Exercise details: Copy each entry verbatim, excluding its images.

[[ Entries supplied open ]]

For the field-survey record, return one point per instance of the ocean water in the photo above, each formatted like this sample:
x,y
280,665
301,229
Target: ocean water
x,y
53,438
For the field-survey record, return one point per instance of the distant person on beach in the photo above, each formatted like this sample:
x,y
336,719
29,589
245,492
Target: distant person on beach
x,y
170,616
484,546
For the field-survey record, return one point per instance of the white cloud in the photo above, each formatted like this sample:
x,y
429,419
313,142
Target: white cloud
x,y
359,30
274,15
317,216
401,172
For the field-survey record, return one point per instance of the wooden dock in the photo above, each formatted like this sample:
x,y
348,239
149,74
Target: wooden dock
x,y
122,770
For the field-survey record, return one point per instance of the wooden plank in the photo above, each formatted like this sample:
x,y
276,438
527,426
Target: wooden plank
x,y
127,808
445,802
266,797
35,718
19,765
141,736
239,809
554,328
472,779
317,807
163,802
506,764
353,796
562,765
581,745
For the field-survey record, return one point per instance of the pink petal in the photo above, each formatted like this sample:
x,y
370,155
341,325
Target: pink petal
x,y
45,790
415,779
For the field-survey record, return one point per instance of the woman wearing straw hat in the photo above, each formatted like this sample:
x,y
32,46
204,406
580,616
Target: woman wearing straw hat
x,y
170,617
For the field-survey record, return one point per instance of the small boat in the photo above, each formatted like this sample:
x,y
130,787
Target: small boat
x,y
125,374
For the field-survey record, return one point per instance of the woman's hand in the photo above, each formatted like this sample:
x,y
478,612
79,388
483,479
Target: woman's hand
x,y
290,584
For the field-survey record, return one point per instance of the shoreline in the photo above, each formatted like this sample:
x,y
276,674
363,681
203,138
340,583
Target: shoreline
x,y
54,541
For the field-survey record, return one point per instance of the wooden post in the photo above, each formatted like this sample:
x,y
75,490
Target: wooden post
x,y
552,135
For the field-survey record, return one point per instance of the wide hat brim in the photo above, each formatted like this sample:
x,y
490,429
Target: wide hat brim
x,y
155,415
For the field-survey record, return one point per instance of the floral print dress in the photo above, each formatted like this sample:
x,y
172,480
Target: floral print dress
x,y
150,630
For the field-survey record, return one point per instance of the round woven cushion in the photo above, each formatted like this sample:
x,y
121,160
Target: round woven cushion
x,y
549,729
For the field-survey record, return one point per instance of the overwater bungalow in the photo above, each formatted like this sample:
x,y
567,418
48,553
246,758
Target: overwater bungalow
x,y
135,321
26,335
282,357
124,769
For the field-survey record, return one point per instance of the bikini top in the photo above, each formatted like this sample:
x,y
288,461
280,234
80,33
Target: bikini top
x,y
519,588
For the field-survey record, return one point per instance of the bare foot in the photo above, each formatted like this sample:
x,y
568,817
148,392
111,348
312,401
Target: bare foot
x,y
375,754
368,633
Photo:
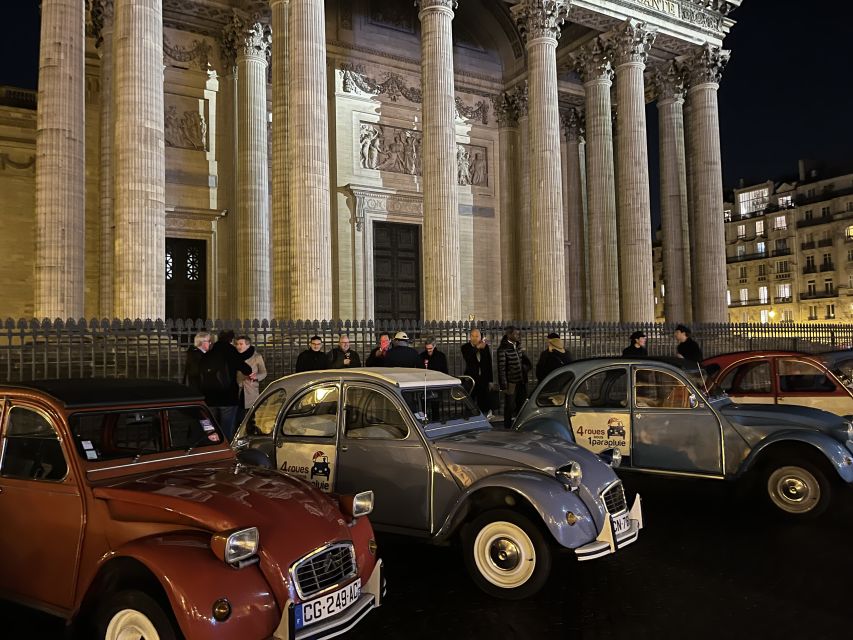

[[ Entries supplied closed ]]

Task output:
For the field-survey record, return one point per instance of the ocean water in the photo above, each formatted like this sample:
x,y
280,665
301,229
Target: ocean water
x,y
53,438
For the field-survey record, return one point per instance of the distant person on beach in the photo above, each formatted like this sample:
x,y
336,719
29,589
245,492
Target: distant person on beach
x,y
170,616
484,546
For the field-survey record, return one point per instance of the white cloud in the photo above, each formatted like this sample:
x,y
429,419
313,142
Target: white cloud
x,y
359,30
274,15
317,216
401,172
For the field-survey record, return one point per instance of the wooden dock in the photo above, each formatted like this sample:
x,y
348,239
149,74
Target: wooden dock
x,y
122,770
For the field-survey record, return one point per instance of the wooden plank in the photo above, each formatted like this sample:
x,y
276,438
527,426
Target: wooden plank
x,y
127,808
445,802
266,797
35,718
19,765
141,736
239,809
554,328
472,779
317,807
163,802
506,764
353,796
562,765
581,745
For the field-survey record, return one point per instance of the pink petal in the photo above, each formatted like this sample:
x,y
370,155
341,325
Target: pink petal
x,y
45,790
415,779
For the field-survey record, return one point per instance of the woman wearing straw hat in the photo above, each formatted like this sample:
x,y
32,46
204,406
580,616
Target: woman wearing straw hat
x,y
170,617
For the field-survey record, return one point per instance of the small boat in the photo above, each formatted like this sample:
x,y
130,787
Target: small boat
x,y
125,374
For the field-survey record, return one point per instance of the woman's hand in the photo above, each formatted like this sample:
x,y
478,612
79,388
483,479
Target: woman's hand
x,y
290,584
For the field-survey record, return one point per instance of the shoreline in the photo above, each formatted like this sample:
x,y
276,674
363,681
203,138
340,583
Target: shoreline
x,y
54,541
For the field-survey record, return one point per instance of the wooden post in the photo above, each formatted like this sample:
x,y
75,490
Target: wooden post
x,y
552,135
For the field-survey record, return one point per instance of the wide hat brim in the photo above, each formatted like this sample:
x,y
490,429
Target: wide hat brim
x,y
155,415
For the field-survey record, return one point per instance of the floral print dress in the photo above, each formatted like this sample:
x,y
172,480
Target: floral print dress
x,y
150,630
For the field-survey record, return one point per instance of the round woven cushion in the photo above, each formatted like this sample:
x,y
121,160
Target: round woven cushion
x,y
549,729
For the field-survey record, return one point per instance of the overwater bungalow in the photo above, each formatted like this sample:
x,y
567,418
48,553
246,758
Target: overwater bungalow
x,y
135,321
26,335
282,357
124,769
For the field-survey record, return one point per instance of the bikini top in the photo above, each formatted like this sample:
x,y
288,461
280,234
80,33
Target: bikini top
x,y
519,588
For the field-survey record, return one point per instance of the bare foot in the photo above, each formatted like this sample:
x,y
568,817
148,392
111,348
312,401
Target: bare foot
x,y
375,754
368,633
Photo:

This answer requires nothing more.